== Short exercise ==
Reproduce word for word the part of the cycling forum thread that begins at the words "And the lesson" and stops after "entire 3 weeks!".

Sky should have taken Wiggo, with a very clear brief not to attack Froome & keep his yappa shut.

Sky would now have a former champion, current Tour of California Champ, British Time Trial Champion & cobblestone experienced leader to take over.

Despite the issues between the pair.


----------



## Strathlubnaig (9 Jul 2014)

SteCenturion said:


> Sky should have taken Wiggo, with a very clear brief not to attack Froome & keep his yappa shut.
> 
> Sky would now have a former champion, current Tour of California Champ, British Time Trial Champion & cobblestone experienced leader to take over.
> 
> Despite the issues between the pair.


but...Wiggins is sh*** in the wet too


----------



## SteCenturion (9 Jul 2014)

shouldbeinbed said:


> yeah, somewhere near Wigan there is a small bonfire alight disposing of a voodoo Froome doll that has done its work.


Wiggins lives near Chorley.


----------



## SteCenturion (9 Jul 2014)

Strathlubnaig said:


> but...Wiggins is sh*** in the wet too


Yeah you're right, I remember his Giro being abysmal, but you then still have a leader, Porte has been off form recently (unfortunately).


----------



## SteCenturion (9 Jul 2014)

User14044mountain said:


> Odd, I just thought he'd signed his post.......hadn't realised he'd meant to be rude to Fnaar


Not sure I understand your post Rockymountain, unless I missed something on my phone, signed his post ? What does this mean.

My post, although quoting, was not aimed anywhere in particular, just a global comment to say, yeah he made a mistake, enough.

I also didn't see that Fnaar had already apologised for the spoiler, as a few already know, I do all my CC stuff from my phone & have terrible signal interruptions on 3 network, causes me all sorts of weird & not so wonderful errors on here.


----------



## SteCenturion (9 Jul 2014)

User14044mountain said:


> Spoiler Alert?? and then gave his name.......
> 
> Sorry, my attempt at humour. No offence meant.


Oh right.

None taken fella.

Sometimes I just don't get the lingo, relative to many I am new to this game.

No, I never expected that your post was meant that way, mine either.

Lack of understanding on my part.


----------



## hopless500 (9 Jul 2014)

phil_hg_uk said:


> I can see the resemblance



nice one


----------



## Joshua Plumtree (9 Jul 2014)

And the lesson to be learned from today's events? Froome will have a fantastic chance to win the TdF for a number of years, as long as it doesn't rain for the entire 3 weeks!


----------



## Mad Doug Biker (9 Jul 2014)

..... So who won the stage then??


----------



## hopless500 (9 Jul 2014)

Mad Doug Biker said:


> ..... So who won the stage then??


Potsy.


----------



## hopless500 (9 Jul 2014)

(mebbe not)


----------



## Fnaar (9 Jul 2014)

SteCenturion said:


> I am sure it was an honest mistake by @Fnaar & that a little over excitement clouded his thinking.
> 
> Lets leave it alone now.
> 
> Thanks.


Yes, my instant reaction was to "let people know"... it was an honest mistake, won't do it again...


----------



## Spinney (9 Jul 2014)

User14044mountain said:


> @Spinney ...... under the New Threads section of my screen, it still says Froome Abandons. Can you remove it?


New threads or new posts?

Sorry, I don't know how to do that - you'll have to see if @Shaun can sort it out.

== Dataset extract ==
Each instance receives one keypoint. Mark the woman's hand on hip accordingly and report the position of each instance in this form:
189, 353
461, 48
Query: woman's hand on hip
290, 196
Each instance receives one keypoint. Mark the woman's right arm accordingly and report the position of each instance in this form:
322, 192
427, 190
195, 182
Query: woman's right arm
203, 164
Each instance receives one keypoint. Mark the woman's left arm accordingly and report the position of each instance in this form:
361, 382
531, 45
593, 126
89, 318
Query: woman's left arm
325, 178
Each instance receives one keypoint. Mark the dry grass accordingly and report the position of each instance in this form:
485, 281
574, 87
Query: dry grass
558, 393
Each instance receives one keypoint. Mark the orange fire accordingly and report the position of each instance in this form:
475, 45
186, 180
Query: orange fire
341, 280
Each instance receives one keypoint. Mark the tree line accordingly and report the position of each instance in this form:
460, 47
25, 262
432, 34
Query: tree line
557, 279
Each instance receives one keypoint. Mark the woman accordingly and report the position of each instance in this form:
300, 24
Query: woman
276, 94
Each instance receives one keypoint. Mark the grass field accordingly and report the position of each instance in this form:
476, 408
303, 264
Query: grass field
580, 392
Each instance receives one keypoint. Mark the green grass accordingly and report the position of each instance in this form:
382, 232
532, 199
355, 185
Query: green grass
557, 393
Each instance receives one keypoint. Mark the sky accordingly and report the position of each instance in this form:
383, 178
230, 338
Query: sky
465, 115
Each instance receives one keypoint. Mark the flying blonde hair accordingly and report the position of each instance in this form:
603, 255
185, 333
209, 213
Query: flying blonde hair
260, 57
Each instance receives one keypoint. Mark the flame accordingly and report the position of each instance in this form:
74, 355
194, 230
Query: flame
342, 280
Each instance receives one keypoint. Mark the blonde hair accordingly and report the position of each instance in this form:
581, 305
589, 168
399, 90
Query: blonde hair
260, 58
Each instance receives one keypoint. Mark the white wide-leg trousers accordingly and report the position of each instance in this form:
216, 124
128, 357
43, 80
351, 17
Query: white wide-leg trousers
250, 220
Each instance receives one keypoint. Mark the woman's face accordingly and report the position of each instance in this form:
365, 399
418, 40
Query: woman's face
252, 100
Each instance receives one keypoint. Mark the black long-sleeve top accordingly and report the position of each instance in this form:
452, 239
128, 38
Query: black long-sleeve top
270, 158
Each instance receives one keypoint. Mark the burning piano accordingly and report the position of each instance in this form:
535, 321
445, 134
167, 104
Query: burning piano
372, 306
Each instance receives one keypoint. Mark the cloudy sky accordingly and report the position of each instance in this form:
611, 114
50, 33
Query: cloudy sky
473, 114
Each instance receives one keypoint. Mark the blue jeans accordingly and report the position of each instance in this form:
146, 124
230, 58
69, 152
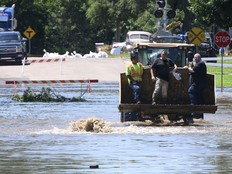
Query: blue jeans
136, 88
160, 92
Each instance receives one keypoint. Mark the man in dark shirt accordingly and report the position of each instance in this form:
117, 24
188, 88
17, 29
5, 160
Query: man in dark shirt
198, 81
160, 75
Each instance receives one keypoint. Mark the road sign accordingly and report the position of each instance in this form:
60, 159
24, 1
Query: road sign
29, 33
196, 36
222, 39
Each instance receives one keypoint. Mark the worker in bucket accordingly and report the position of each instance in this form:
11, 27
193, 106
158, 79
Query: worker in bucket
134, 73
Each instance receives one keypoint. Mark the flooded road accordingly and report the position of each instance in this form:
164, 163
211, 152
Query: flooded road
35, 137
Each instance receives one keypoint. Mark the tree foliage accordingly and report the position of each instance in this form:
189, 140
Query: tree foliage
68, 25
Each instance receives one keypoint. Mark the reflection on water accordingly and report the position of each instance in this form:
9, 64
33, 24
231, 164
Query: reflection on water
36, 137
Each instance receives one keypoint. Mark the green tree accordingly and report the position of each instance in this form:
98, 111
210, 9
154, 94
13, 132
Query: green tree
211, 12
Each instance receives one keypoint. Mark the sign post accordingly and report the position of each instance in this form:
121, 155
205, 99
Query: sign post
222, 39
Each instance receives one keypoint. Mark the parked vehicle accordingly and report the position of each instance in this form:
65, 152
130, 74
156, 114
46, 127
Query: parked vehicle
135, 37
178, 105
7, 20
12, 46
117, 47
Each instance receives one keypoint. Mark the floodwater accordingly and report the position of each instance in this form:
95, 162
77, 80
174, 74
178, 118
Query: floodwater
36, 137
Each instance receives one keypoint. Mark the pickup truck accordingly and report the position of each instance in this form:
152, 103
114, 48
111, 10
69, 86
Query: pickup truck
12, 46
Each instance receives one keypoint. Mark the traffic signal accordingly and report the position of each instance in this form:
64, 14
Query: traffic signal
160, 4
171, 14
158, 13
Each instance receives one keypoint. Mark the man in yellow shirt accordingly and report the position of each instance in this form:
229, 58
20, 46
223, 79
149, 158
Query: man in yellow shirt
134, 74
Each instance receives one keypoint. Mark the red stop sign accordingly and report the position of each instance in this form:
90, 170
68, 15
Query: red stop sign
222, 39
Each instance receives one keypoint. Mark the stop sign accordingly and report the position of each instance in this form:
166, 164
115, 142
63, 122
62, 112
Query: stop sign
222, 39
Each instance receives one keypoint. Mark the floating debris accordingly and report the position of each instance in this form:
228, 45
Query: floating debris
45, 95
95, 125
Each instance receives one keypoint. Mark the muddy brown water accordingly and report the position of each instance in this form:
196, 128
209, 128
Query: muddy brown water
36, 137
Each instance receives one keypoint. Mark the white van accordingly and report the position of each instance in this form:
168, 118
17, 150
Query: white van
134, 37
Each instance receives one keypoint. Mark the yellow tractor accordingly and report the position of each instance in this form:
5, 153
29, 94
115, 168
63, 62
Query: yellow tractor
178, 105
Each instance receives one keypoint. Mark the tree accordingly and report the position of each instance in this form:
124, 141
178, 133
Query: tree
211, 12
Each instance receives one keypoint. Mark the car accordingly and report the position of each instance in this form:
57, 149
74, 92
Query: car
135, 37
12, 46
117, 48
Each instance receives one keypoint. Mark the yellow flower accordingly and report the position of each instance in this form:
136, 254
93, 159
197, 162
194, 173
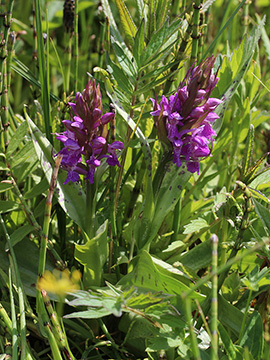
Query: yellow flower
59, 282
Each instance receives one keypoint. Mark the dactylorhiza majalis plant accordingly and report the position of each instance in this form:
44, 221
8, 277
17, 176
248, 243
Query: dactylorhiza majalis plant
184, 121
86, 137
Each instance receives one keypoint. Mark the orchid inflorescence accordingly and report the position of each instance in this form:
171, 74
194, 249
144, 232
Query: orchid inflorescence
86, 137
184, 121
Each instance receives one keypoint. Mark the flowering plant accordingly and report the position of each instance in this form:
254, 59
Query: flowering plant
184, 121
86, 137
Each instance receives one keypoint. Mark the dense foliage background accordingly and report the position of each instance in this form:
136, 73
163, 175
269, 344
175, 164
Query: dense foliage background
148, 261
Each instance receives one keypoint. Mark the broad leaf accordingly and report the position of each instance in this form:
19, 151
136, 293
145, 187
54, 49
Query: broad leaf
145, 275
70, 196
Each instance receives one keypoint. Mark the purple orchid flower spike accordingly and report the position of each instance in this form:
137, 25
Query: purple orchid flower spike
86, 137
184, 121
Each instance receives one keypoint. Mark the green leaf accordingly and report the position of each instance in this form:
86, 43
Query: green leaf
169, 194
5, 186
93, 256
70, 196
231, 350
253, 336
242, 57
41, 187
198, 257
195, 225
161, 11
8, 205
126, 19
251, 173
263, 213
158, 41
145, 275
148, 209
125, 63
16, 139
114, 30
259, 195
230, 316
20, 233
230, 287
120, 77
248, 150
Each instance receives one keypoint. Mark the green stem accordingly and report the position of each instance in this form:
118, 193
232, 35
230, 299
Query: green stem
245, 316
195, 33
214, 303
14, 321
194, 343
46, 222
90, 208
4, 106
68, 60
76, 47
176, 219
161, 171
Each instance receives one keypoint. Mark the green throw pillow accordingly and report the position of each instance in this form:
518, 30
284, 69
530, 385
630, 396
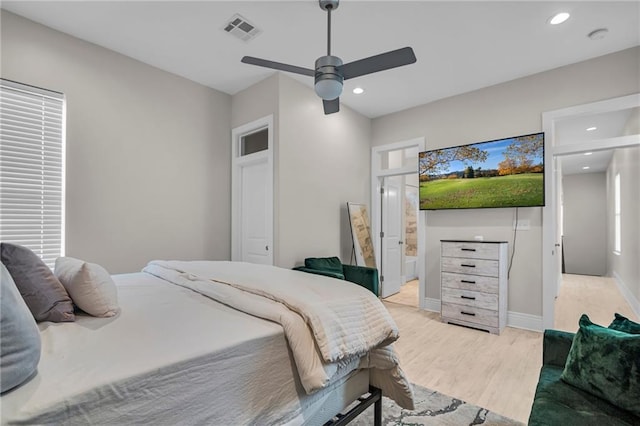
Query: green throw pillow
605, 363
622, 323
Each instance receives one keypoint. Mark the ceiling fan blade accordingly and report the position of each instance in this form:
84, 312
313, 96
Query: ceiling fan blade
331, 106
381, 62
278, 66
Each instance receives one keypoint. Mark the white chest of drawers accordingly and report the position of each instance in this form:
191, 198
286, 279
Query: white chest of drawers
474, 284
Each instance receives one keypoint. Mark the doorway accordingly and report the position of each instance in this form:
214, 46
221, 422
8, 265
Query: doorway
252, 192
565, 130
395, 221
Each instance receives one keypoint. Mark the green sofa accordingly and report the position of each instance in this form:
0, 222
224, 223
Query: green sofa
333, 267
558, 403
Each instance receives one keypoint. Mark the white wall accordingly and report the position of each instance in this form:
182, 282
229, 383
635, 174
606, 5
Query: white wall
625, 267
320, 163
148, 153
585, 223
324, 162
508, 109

== Output below ==
And the lesson to be learned from today's events? Froome will have a fantastic chance to win the TdF for a number of years, as long as it doesn't rain for the entire 3 weeks!